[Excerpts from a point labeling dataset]
##########

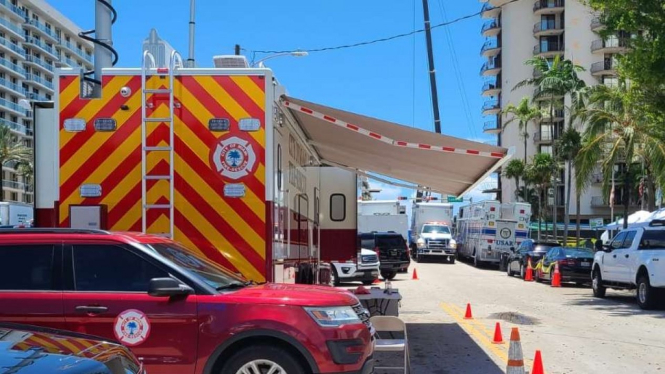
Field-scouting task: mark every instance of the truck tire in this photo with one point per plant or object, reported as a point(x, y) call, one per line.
point(646, 295)
point(597, 284)
point(267, 358)
point(390, 275)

##########

## WHAT THIS TASK INVOLVES
Output every line of the records above as a Markdown table with the columns No. and Line, numbering the rows and skipping blank lines. Leave the pictures out.

## WORKED SOLUTION
| No. | Line |
|---|---|
| 1 | Field-scouting task: mark every instance of the truck tire in this photo with one point per plant or object, reported as a point(x, y) call, one per line. |
| 2 | point(646, 295) |
| 3 | point(597, 284) |
| 4 | point(267, 358) |
| 5 | point(390, 275) |